┌──

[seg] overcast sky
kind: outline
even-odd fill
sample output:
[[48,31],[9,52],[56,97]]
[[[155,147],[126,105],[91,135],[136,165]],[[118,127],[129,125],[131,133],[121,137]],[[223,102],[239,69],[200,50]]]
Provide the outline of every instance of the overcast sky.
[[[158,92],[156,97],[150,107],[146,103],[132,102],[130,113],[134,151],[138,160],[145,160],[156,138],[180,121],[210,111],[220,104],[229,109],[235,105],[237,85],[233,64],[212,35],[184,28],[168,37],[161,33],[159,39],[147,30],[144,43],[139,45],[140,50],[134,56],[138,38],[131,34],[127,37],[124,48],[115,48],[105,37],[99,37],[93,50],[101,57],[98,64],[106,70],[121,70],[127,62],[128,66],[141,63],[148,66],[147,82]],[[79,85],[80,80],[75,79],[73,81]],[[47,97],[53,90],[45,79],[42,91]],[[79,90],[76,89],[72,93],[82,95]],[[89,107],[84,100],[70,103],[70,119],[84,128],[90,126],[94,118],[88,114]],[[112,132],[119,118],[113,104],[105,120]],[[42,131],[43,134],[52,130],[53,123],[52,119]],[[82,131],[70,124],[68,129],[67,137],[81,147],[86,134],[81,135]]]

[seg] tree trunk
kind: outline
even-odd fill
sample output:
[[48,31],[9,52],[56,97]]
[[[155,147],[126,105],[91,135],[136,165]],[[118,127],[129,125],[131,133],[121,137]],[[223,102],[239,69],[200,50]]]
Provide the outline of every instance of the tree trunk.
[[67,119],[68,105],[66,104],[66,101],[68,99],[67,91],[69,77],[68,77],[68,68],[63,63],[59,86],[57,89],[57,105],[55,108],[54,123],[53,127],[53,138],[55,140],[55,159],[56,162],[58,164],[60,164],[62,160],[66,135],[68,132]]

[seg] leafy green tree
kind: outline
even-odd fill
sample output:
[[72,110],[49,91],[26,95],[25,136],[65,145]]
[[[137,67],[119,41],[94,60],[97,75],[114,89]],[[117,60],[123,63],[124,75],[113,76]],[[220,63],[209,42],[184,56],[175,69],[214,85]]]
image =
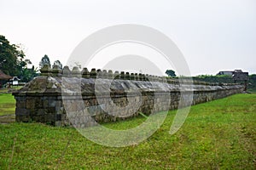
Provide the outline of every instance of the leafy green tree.
[[41,59],[41,61],[39,62],[39,67],[43,68],[44,65],[49,65],[49,67],[51,65],[49,59],[46,54]]
[[35,69],[34,65],[31,69],[27,67],[23,68],[20,74],[21,82],[28,82],[29,81],[32,80],[38,76],[37,72],[38,70],[37,68]]
[[19,76],[26,65],[24,57],[20,46],[10,44],[4,36],[0,35],[0,70],[10,76]]
[[168,76],[176,76],[175,71],[172,70],[166,70],[166,74],[168,75]]
[[62,64],[61,63],[60,60],[55,60],[52,67],[54,67],[55,65],[57,65],[60,69],[62,69]]

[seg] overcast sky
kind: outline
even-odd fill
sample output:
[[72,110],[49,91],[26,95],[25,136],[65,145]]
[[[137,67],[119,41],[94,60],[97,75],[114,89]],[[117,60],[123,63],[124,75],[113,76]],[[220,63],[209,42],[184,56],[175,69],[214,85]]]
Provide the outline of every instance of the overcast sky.
[[194,76],[256,73],[255,0],[0,0],[0,35],[23,44],[36,66],[44,54],[66,65],[75,47],[100,29],[138,24],[168,36]]

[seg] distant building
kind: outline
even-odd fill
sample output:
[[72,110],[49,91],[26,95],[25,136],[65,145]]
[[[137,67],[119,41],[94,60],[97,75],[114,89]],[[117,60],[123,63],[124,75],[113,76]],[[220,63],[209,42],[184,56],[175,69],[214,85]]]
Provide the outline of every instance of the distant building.
[[234,73],[234,71],[221,71],[217,75],[218,76],[220,76],[220,75],[232,76],[233,73]]

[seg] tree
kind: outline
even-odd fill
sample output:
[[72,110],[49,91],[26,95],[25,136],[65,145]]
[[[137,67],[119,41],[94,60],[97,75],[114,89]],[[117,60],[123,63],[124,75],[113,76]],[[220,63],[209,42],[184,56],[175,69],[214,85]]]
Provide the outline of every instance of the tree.
[[62,69],[62,64],[61,63],[60,60],[55,60],[54,62],[54,65],[52,65],[52,68],[55,66],[55,65],[57,65],[59,67],[59,69]]
[[21,82],[27,82],[31,80],[32,80],[35,76],[38,76],[38,73],[37,73],[37,68],[35,69],[34,65],[32,65],[32,68],[28,69],[28,68],[24,68],[22,69],[22,71],[21,71],[21,76],[20,76],[20,79],[21,79]]
[[172,70],[166,70],[166,74],[168,75],[168,76],[176,76],[175,71]]
[[10,76],[18,76],[26,65],[25,54],[20,46],[10,44],[0,35],[0,70]]
[[46,54],[44,57],[42,57],[41,61],[39,62],[40,69],[43,68],[44,65],[49,65],[49,67],[51,65],[49,59]]

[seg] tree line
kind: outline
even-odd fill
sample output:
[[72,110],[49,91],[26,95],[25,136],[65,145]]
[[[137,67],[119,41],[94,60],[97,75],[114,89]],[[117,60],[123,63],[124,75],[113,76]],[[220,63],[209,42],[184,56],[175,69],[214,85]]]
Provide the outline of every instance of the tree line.
[[[0,70],[11,76],[17,76],[21,82],[27,82],[38,75],[38,69],[44,65],[49,65],[50,61],[48,55],[44,55],[40,63],[39,68],[32,65],[29,59],[26,58],[24,50],[21,45],[11,44],[8,39],[0,35]],[[53,66],[57,65],[62,68],[62,64],[60,60],[55,60]]]

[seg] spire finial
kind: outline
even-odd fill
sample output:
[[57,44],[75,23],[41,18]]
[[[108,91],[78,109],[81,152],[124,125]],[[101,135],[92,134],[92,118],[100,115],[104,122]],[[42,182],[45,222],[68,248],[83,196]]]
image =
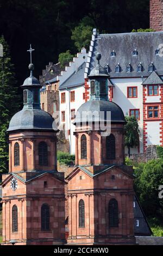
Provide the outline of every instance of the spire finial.
[[32,46],[31,46],[31,44],[30,45],[30,48],[29,50],[27,50],[27,52],[30,52],[30,64],[32,64],[32,52],[33,51],[34,51],[35,49],[33,49],[32,48]]

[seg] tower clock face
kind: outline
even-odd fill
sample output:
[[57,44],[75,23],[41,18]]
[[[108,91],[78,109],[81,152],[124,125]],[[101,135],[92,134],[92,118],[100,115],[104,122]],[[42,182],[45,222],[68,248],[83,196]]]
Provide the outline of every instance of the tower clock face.
[[12,179],[11,180],[11,183],[10,183],[10,188],[13,191],[15,191],[17,187],[17,179],[13,177],[12,178]]

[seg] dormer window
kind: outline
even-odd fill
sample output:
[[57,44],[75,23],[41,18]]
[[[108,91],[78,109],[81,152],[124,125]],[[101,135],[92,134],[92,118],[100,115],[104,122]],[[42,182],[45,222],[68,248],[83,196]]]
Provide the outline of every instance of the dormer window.
[[130,72],[131,72],[131,65],[130,65],[130,63],[129,63],[126,66],[126,72],[129,73]]
[[159,49],[158,48],[155,51],[155,55],[159,55]]
[[116,53],[114,51],[114,50],[112,51],[112,52],[111,52],[110,53],[110,56],[111,57],[115,57],[116,56]]
[[137,72],[142,72],[142,65],[141,63],[137,66]]
[[120,66],[119,63],[118,63],[115,68],[115,72],[119,73],[120,72]]
[[153,65],[152,62],[150,65],[148,66],[148,72],[152,72],[153,71]]
[[136,49],[135,49],[134,51],[133,51],[133,56],[137,56],[138,55],[138,52],[136,51]]

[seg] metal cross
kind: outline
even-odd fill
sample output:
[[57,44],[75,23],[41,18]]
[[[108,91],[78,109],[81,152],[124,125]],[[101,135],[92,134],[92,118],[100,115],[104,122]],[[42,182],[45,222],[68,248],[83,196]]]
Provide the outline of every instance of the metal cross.
[[32,46],[31,46],[31,44],[30,45],[30,48],[29,50],[27,50],[27,52],[30,52],[30,63],[32,63],[32,53],[33,51],[34,51],[35,49],[33,49],[32,48]]
[[98,44],[98,41],[101,39],[101,38],[100,38],[99,36],[99,34],[98,33],[97,34],[97,38],[95,38],[95,40],[97,40],[97,52],[98,52],[98,50],[99,50],[99,44]]

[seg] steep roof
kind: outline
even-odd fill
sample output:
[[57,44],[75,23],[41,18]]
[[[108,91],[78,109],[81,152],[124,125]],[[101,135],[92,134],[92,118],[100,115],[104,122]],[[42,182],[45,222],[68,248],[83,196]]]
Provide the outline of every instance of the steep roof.
[[142,84],[163,84],[163,81],[161,77],[158,76],[156,71],[153,71],[147,77]]
[[[97,36],[95,32],[94,36]],[[108,67],[111,78],[147,77],[150,74],[148,66],[152,62],[154,70],[156,70],[159,75],[163,75],[163,58],[161,54],[155,54],[155,51],[163,41],[163,32],[103,34],[100,34],[99,37],[101,38],[99,40],[99,52],[102,54],[101,65],[106,68]],[[88,60],[89,65],[87,64],[87,67],[89,66],[88,74],[95,66],[97,41],[94,39],[93,46],[91,46],[92,51]],[[137,52],[137,55],[133,56],[135,50]],[[111,57],[113,51],[115,56]],[[137,66],[140,63],[142,67],[142,72],[137,72]],[[131,72],[127,72],[126,66],[129,63]],[[115,68],[118,64],[120,72],[115,72]]]
[[74,71],[67,80],[60,85],[59,89],[80,86],[84,84],[84,72],[85,66],[86,63],[85,62],[83,62],[78,68],[77,72]]

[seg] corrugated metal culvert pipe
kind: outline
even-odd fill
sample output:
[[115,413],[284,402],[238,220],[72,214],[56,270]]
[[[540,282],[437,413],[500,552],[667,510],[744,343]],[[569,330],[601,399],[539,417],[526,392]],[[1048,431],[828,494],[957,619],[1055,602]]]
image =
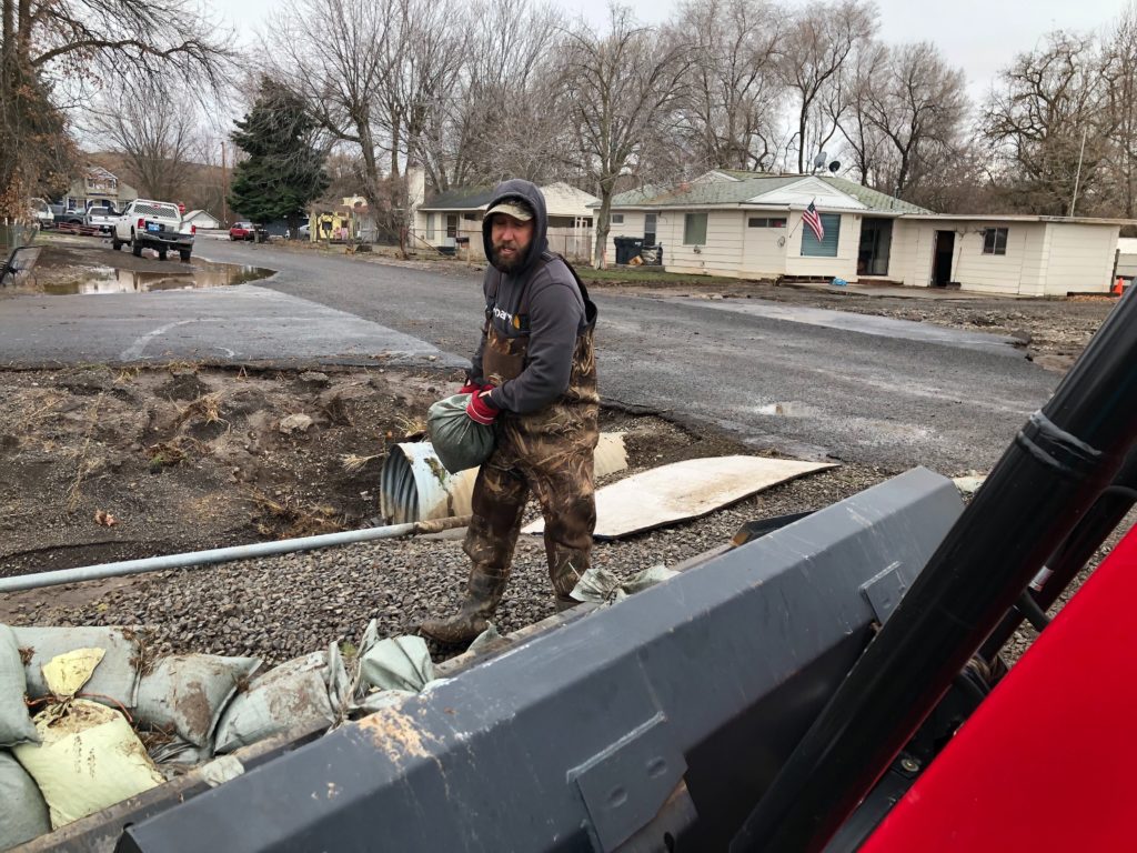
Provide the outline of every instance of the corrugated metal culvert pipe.
[[[623,432],[601,432],[596,447],[596,477],[628,467]],[[478,469],[450,474],[430,441],[396,445],[383,461],[379,511],[388,524],[468,515]]]

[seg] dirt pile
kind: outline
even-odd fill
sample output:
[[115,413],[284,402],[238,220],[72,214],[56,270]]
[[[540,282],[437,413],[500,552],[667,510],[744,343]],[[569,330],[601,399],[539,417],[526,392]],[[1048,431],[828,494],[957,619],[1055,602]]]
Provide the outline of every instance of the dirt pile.
[[379,368],[0,373],[0,574],[360,527],[377,514],[387,442],[417,429],[435,382]]

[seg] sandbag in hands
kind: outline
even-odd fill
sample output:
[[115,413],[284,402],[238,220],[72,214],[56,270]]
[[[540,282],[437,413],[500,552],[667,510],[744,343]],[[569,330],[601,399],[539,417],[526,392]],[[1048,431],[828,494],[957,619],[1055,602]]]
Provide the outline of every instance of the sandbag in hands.
[[439,462],[451,474],[478,467],[493,453],[493,426],[466,414],[468,394],[439,400],[426,413],[426,433]]

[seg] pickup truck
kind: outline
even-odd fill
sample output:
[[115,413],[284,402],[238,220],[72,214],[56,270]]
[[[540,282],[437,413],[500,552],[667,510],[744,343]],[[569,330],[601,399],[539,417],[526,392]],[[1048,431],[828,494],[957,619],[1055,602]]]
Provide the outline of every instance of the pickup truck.
[[97,227],[103,234],[109,234],[114,230],[115,223],[118,222],[119,215],[114,208],[92,206],[88,208],[83,224]]
[[110,246],[117,251],[130,245],[134,257],[142,257],[142,249],[153,249],[161,260],[173,249],[182,260],[189,260],[196,233],[197,227],[182,222],[177,205],[140,198],[131,201],[118,217],[110,232]]

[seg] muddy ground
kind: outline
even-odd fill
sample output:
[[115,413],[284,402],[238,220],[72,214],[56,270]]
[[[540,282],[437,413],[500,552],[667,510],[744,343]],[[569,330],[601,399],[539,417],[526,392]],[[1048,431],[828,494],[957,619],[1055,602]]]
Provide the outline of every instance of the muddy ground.
[[[81,249],[49,245],[35,281],[25,288],[66,292],[92,278],[114,288],[184,283],[169,275],[176,262],[136,259],[124,251],[116,264],[117,271],[92,270]],[[240,268],[210,271],[198,260],[192,266],[218,275],[258,274]],[[1056,371],[1065,370],[1113,306],[1113,300],[1103,299],[881,298],[753,282],[680,282],[665,289],[649,283],[596,284],[644,296],[773,299],[1015,334],[1037,362]],[[457,379],[443,372],[414,374],[381,366],[281,371],[172,363],[131,370],[84,365],[0,371],[0,575],[380,523],[379,473],[387,448],[421,430],[429,404],[453,390]],[[632,470],[696,456],[754,453],[716,434],[695,434],[658,417],[613,408],[605,409],[601,425],[628,432]],[[646,568],[661,557],[682,560],[723,541],[740,520],[818,508],[894,473],[898,472],[835,469],[673,531],[601,546],[598,560],[619,573]],[[408,546],[416,554],[418,547]],[[111,581],[98,589],[84,585],[86,589],[51,588],[8,601],[0,597],[0,621],[146,623],[161,621],[155,612],[172,613],[184,606],[189,615],[183,614],[183,622],[190,623],[192,615],[196,628],[172,632],[167,651],[255,651],[268,660],[284,660],[316,647],[316,639],[347,638],[352,627],[376,615],[385,620],[384,630],[395,632],[437,612],[439,602],[456,594],[454,579],[460,575],[447,569],[446,561],[464,562],[457,543],[447,547],[440,566],[432,570],[441,580],[429,595],[415,594],[423,585],[422,563],[429,560],[418,556],[407,561],[406,582],[392,581],[397,589],[387,595],[388,602],[400,604],[357,603],[348,593],[342,599],[333,596],[321,607],[342,610],[341,626],[327,627],[314,613],[310,633],[292,638],[282,631],[268,637],[272,645],[227,638],[224,626],[214,624],[205,614],[209,607],[168,599],[174,593],[163,585],[173,574]],[[517,569],[533,574],[531,586],[538,593],[543,571],[539,552],[538,546],[521,548]],[[314,577],[332,573],[313,561],[307,562],[313,563]],[[391,569],[396,570],[404,571]],[[342,586],[350,591],[357,569],[342,571]],[[259,589],[271,596],[274,575],[266,572]],[[219,569],[216,577],[230,575]],[[538,593],[516,605],[507,601],[504,629],[548,614],[551,605]],[[296,601],[282,598],[280,606],[294,607]],[[151,612],[146,610],[147,602],[163,604]],[[226,619],[232,622],[236,616],[230,613]],[[1023,636],[1018,641],[1026,645]]]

└──

*Short exercise:*
Please output the part of the data above that opens with the line containing "[seg] distant building" and closes with the line containing "Provide the outline of every instance of the distant" as a Markdown table with the columns Row and Text, skipping any blank lines. Put a running row number in Row and the line itself in Text.

*Solution for this exercise:*
| Row | Text |
|---|---|
| 1 | [seg] distant building |
| 2 | kind: outline |
| 3 | even-odd fill |
| 4 | sample output: |
| 5 | [[72,110],[49,91],[26,95],[25,136],[65,145]] |
| 6 | [[[137,67],[119,41],[94,60],[97,75],[114,89]],[[117,60],[123,63],[124,75],[113,76]],[[220,63],[209,42],[184,56],[175,69],[214,85]]] |
| 7 | Provide the outline of every instance of the distant building. |